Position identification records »
-- BEGIN --
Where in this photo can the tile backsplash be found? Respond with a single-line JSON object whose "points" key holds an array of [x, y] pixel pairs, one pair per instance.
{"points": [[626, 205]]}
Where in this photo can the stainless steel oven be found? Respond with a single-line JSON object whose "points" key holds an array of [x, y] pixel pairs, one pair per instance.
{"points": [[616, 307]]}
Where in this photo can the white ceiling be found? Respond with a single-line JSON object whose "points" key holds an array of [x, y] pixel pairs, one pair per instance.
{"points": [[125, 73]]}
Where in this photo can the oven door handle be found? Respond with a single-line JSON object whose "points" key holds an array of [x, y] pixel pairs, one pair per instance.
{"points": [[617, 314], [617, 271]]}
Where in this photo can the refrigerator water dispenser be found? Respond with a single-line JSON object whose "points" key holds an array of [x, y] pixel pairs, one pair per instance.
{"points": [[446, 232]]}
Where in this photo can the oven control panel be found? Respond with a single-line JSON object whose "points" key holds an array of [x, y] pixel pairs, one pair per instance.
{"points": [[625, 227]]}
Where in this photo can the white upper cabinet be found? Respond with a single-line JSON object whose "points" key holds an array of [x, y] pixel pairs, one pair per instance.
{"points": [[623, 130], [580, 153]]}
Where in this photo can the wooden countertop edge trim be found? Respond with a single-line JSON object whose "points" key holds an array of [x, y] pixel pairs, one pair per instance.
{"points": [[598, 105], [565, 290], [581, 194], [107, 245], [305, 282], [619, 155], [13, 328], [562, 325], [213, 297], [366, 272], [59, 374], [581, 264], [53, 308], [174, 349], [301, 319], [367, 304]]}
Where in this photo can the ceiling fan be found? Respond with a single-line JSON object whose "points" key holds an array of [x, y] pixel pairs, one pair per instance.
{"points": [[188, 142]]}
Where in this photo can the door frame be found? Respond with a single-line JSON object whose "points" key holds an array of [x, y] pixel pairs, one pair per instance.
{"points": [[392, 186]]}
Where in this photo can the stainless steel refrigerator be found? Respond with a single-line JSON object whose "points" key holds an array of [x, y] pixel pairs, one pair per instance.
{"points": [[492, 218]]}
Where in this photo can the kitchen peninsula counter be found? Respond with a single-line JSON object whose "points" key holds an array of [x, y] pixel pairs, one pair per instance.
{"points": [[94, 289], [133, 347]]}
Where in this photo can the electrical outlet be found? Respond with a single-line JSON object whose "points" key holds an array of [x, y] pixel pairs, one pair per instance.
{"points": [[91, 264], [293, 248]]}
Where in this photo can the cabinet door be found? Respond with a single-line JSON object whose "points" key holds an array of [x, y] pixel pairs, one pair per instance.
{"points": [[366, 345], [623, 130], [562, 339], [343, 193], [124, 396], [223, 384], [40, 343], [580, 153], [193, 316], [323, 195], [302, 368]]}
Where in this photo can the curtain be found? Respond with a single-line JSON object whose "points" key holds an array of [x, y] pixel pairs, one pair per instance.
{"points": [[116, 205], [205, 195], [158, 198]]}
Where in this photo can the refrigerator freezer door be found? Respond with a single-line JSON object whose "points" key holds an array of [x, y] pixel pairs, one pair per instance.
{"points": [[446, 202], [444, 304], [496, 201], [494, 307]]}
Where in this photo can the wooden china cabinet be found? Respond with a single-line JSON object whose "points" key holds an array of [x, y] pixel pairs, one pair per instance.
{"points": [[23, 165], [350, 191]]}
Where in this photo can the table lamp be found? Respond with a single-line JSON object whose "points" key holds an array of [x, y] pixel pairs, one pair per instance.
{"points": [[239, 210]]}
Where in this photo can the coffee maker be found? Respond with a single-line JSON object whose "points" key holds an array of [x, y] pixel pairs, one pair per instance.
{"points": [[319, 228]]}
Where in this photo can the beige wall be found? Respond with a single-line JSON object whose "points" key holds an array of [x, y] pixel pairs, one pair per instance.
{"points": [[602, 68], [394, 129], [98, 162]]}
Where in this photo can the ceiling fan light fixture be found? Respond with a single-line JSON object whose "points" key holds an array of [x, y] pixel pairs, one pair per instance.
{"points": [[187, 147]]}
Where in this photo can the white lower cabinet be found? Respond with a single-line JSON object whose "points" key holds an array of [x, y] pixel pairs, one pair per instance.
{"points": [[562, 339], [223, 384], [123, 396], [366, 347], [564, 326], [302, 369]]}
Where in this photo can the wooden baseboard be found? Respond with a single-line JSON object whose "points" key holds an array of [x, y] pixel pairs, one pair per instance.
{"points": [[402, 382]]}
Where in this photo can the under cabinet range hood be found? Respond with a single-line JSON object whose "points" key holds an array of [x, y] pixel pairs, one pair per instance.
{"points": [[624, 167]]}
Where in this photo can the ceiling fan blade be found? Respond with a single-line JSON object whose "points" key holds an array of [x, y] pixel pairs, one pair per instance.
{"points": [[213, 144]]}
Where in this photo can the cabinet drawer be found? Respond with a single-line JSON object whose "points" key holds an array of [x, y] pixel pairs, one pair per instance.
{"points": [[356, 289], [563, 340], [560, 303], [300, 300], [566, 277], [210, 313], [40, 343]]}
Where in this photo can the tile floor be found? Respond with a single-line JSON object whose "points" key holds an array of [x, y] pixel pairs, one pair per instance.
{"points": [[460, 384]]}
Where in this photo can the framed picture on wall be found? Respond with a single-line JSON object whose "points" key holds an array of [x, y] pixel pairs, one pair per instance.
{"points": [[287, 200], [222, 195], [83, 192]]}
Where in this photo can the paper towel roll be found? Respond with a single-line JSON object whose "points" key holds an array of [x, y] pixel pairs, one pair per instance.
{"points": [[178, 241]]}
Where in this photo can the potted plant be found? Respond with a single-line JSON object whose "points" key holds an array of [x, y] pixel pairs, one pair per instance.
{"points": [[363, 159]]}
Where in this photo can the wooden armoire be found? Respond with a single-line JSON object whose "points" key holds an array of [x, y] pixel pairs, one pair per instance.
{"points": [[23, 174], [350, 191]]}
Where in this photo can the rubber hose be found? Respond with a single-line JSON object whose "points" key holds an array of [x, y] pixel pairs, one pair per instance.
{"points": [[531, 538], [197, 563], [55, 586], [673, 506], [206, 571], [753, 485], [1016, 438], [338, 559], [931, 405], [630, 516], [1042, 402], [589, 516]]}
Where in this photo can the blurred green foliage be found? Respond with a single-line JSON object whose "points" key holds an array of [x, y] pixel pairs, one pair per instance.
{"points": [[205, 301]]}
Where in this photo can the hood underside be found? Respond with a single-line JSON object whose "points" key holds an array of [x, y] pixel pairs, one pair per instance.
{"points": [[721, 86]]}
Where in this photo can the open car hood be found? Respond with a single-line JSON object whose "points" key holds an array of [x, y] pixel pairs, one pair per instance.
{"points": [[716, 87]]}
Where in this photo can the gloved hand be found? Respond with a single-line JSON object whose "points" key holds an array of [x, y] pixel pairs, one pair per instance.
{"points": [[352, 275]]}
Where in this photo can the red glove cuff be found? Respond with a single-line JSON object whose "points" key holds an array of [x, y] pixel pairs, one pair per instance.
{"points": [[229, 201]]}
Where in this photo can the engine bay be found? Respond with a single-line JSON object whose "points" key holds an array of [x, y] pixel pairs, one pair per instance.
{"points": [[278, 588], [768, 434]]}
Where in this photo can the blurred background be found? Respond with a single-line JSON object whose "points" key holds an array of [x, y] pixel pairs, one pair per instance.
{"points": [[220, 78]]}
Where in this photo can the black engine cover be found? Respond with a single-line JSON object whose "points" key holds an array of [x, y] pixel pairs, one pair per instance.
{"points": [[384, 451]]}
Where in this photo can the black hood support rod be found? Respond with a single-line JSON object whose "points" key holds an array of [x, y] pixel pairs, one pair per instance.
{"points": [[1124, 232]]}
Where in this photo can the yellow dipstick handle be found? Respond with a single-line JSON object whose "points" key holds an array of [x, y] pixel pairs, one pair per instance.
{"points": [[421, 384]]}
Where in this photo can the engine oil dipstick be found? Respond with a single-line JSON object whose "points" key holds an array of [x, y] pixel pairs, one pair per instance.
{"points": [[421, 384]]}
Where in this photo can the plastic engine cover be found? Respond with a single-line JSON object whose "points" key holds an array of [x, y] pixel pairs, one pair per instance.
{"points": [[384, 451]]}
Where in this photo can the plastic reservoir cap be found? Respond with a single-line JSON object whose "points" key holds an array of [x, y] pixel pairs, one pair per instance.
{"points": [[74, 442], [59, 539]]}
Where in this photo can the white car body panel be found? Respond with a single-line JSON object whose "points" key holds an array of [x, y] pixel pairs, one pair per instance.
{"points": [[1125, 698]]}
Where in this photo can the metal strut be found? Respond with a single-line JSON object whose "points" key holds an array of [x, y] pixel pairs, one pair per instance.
-- END --
What is expected »
Add 130 to every x and y coordinate in the answers, and write out the stretch of rows from the one containing "Where in this photo can the engine oil" through the end of the rows, requests included.

Written answer »
Where in this photo can the engine oil dipstick be found? Respond with a single-line JSON object whose "points" key holds an array of [x, y] pixel pairs, one pair per instance.
{"points": [[551, 514]]}
Where in this photo can the plastic engine cover be found? Respond with a single-line JSON object whose "points" key holds an array of [x, y] pixel pairs, one pair per instance.
{"points": [[514, 581]]}
Where in this photo can the plastic reservoir cap be found? Respond with a single-line JSON object whose "points" key holds an array of [x, y] pixel pairs, one pair per instance.
{"points": [[204, 572], [189, 669]]}
Where in this photo can the white car body panel be found? Respond with a single-line JSON object whose "points" key holds an array of [x, y] pixel pairs, one pair per instance.
{"points": [[1255, 828]]}
Where in this photo can the metal strut be found? Respond with a single-line JSON object whose "points" key holds an array of [x, y] pixel pairs, one pair per instance.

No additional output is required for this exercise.